● Dataset records:
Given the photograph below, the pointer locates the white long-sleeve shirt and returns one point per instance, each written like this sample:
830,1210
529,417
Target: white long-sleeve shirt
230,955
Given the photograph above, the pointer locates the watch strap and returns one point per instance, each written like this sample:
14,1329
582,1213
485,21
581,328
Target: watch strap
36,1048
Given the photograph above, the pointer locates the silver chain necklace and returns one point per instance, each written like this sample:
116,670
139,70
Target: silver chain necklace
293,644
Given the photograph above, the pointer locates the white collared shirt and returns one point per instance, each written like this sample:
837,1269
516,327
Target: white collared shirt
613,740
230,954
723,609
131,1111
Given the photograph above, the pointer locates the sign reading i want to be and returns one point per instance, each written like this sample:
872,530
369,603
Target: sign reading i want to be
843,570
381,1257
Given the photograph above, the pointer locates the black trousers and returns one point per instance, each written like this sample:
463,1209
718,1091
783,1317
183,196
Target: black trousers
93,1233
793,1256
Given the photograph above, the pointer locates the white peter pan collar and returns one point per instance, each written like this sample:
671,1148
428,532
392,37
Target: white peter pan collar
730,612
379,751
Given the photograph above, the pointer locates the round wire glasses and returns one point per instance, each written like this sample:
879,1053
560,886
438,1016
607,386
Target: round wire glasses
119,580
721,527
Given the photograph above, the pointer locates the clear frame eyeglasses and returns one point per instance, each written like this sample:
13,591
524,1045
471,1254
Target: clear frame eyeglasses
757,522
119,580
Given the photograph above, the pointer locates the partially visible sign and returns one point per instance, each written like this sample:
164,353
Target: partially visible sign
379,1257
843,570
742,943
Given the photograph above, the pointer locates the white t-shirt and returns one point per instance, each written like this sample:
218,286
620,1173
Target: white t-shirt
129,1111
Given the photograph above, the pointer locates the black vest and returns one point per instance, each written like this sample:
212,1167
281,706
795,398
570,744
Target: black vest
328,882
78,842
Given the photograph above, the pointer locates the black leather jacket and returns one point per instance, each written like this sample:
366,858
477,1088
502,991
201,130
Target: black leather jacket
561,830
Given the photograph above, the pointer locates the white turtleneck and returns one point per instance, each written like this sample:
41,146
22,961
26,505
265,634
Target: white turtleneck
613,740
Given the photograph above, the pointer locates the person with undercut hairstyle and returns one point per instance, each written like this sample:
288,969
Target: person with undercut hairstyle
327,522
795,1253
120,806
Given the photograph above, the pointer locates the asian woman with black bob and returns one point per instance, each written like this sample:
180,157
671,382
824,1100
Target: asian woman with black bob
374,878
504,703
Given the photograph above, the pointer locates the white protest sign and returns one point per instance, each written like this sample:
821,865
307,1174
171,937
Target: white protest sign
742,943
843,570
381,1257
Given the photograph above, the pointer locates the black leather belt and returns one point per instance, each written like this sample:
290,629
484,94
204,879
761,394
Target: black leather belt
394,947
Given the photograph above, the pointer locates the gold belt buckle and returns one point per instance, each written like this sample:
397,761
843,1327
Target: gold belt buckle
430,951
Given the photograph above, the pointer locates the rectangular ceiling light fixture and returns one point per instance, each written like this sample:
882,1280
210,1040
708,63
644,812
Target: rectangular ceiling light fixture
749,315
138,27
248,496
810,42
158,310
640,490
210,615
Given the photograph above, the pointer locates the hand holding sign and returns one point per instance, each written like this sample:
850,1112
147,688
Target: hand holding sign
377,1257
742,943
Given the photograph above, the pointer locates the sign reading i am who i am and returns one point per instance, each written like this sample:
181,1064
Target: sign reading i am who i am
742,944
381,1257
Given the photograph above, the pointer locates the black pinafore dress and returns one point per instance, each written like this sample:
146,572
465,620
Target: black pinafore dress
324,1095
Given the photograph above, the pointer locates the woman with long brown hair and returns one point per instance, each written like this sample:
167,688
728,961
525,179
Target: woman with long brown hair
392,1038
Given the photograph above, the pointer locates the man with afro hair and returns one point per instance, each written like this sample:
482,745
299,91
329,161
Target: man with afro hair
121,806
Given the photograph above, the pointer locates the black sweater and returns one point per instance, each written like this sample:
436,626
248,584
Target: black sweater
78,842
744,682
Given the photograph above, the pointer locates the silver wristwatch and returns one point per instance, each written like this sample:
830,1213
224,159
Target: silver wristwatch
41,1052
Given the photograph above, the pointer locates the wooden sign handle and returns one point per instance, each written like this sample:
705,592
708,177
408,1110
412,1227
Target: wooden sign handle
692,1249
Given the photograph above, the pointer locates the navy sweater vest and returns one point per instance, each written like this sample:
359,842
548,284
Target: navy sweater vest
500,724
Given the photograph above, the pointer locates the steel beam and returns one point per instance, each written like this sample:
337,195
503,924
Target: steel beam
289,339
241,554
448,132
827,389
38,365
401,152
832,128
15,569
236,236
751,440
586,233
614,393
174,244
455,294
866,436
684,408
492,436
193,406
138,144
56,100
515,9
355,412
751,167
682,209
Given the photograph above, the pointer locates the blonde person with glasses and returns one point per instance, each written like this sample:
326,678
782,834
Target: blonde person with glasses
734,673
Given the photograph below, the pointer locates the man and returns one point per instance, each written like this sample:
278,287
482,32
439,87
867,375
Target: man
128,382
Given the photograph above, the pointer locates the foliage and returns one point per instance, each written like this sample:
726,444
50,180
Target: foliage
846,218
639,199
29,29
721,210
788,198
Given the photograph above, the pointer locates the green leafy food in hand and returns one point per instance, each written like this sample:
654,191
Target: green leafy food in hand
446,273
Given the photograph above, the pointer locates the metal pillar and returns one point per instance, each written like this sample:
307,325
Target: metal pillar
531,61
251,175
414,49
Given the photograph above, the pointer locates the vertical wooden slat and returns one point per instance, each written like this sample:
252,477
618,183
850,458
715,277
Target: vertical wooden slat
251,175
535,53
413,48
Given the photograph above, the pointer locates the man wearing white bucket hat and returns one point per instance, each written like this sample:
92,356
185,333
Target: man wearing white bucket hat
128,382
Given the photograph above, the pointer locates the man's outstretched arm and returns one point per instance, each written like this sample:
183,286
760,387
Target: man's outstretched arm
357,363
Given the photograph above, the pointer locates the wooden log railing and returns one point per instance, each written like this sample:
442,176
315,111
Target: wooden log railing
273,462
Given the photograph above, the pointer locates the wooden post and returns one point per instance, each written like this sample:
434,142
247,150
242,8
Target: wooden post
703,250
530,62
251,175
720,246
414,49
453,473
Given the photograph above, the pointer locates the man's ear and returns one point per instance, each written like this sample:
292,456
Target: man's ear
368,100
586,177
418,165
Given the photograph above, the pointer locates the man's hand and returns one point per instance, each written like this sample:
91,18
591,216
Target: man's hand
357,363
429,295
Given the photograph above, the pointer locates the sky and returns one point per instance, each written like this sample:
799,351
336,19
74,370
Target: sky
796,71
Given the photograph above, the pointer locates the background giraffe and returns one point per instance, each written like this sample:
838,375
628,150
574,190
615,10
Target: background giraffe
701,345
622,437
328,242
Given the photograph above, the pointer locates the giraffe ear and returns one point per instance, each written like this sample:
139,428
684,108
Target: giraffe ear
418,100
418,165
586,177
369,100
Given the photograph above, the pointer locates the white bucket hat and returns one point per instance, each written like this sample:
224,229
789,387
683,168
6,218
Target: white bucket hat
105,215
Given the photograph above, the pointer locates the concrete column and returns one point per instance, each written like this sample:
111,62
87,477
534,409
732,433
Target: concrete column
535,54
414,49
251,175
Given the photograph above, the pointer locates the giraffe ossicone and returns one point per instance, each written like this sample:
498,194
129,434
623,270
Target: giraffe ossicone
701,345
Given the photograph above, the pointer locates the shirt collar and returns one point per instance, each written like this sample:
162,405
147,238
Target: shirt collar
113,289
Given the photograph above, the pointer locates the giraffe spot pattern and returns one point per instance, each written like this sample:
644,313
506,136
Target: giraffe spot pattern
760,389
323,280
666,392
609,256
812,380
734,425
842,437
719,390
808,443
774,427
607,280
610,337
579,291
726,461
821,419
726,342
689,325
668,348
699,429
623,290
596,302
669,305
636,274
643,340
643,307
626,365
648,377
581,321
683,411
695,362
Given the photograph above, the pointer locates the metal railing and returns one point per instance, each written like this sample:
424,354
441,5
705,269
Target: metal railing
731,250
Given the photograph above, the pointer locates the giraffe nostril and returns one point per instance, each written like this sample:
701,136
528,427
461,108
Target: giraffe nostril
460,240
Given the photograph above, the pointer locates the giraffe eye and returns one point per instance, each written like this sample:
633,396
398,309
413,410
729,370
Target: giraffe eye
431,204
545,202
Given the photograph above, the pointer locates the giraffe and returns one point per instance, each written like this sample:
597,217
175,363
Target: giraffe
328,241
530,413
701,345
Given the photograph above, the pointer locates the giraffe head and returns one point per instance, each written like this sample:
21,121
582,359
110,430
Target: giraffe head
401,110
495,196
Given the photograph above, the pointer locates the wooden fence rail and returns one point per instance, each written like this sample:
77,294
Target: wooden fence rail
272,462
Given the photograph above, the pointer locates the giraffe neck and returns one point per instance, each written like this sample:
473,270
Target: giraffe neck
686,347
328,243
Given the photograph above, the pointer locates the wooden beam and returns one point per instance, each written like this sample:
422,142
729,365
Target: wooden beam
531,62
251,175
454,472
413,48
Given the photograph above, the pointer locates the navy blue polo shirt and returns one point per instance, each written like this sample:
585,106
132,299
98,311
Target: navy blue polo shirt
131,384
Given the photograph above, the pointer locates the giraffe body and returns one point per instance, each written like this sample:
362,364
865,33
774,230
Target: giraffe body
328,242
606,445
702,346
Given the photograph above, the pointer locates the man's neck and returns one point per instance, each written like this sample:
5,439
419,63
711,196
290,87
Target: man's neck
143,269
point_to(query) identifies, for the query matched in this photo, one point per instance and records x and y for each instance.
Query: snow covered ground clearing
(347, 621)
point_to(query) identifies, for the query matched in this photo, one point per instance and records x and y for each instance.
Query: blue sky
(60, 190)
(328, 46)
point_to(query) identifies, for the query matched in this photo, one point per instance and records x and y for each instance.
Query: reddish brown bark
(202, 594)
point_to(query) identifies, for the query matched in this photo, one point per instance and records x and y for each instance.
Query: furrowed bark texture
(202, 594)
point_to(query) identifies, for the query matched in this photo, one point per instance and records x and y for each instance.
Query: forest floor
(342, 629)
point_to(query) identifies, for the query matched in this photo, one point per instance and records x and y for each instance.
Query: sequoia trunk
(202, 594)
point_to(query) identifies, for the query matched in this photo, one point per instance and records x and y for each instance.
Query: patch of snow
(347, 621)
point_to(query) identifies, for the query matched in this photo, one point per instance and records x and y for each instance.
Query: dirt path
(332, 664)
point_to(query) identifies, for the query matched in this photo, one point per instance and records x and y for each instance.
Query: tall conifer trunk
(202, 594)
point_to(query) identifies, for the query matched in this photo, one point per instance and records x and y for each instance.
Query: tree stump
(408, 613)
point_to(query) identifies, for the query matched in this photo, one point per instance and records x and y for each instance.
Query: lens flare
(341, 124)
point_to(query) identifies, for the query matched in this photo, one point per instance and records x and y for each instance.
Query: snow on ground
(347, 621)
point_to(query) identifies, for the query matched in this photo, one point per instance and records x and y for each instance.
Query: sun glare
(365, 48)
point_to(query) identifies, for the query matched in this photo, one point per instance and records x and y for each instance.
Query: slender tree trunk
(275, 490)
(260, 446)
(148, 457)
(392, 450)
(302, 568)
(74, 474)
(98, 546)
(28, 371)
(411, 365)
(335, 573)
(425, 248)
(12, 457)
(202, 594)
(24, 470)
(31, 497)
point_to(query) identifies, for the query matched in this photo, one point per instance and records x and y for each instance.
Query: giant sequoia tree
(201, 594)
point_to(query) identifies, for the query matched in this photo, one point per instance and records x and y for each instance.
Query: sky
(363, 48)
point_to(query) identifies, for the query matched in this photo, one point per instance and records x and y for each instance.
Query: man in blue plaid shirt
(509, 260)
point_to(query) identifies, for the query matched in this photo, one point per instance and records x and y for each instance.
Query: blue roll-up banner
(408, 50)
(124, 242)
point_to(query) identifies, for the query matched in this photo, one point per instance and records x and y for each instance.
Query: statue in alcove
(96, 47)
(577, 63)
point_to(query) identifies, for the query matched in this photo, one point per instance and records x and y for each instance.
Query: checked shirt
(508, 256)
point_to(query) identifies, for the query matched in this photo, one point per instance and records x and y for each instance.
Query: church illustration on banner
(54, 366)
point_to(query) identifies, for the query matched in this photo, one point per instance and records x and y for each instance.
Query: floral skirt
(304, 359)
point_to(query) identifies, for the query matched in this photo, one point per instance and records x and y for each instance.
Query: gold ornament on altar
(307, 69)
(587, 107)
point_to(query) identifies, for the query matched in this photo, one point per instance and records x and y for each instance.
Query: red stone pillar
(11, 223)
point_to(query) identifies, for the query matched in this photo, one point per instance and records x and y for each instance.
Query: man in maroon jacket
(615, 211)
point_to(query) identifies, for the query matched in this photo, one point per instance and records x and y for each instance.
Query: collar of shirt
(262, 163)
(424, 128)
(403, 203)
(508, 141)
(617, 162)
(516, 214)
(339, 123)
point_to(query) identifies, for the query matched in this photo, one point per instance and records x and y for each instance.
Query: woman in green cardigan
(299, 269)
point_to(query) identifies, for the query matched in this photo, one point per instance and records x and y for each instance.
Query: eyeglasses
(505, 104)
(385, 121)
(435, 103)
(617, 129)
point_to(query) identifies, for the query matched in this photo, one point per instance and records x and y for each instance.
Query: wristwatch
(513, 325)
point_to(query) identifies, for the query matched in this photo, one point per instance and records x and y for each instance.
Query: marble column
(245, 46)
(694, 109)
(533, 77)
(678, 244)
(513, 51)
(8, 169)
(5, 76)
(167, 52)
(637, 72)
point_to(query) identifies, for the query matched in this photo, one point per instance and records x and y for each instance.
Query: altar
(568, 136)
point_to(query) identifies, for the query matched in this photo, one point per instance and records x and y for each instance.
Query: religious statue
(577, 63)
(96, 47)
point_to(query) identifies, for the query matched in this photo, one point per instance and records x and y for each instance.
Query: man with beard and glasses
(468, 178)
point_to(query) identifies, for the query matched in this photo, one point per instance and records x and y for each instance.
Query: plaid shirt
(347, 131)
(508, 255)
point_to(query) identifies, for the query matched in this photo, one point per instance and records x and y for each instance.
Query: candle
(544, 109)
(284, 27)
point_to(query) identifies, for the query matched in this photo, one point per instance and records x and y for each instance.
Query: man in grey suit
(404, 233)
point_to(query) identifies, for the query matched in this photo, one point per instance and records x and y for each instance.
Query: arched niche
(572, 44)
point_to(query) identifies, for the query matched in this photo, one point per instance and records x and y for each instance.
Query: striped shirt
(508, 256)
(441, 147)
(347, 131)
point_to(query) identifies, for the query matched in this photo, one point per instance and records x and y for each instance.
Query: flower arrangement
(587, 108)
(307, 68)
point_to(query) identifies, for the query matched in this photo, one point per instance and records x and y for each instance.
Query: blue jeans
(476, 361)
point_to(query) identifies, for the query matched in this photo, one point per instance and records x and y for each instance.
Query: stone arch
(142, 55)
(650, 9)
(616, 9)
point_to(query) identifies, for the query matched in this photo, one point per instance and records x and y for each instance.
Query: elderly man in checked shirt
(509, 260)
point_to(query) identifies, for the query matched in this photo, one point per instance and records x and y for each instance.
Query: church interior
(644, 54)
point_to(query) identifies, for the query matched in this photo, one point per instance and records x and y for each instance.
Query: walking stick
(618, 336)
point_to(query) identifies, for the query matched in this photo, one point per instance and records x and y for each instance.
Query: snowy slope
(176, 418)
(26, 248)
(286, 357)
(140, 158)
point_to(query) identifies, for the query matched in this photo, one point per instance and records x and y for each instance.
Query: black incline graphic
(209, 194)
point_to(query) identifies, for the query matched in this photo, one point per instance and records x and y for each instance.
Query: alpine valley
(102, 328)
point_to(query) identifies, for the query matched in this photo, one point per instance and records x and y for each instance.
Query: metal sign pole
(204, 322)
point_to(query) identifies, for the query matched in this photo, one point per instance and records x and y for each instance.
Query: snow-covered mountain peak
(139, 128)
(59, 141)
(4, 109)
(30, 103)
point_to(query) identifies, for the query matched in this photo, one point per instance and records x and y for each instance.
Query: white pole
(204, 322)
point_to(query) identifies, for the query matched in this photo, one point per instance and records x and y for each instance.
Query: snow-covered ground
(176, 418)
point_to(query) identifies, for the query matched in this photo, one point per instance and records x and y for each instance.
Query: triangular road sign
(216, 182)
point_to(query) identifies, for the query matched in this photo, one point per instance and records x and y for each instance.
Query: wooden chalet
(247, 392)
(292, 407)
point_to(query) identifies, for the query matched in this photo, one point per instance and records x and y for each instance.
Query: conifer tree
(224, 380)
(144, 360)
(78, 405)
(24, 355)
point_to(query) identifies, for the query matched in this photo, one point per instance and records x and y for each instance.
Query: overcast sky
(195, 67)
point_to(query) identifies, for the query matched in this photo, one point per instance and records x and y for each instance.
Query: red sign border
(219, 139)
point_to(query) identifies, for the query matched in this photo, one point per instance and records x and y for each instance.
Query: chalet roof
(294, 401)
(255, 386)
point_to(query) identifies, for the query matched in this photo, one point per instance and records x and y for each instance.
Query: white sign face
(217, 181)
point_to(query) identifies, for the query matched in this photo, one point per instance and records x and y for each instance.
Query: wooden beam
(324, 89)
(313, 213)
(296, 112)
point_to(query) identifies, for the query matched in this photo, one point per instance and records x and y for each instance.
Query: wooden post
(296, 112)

● What is needed: Count the lines in the rows above that contain the string "church". Reply with the number alone.

● Solution: 2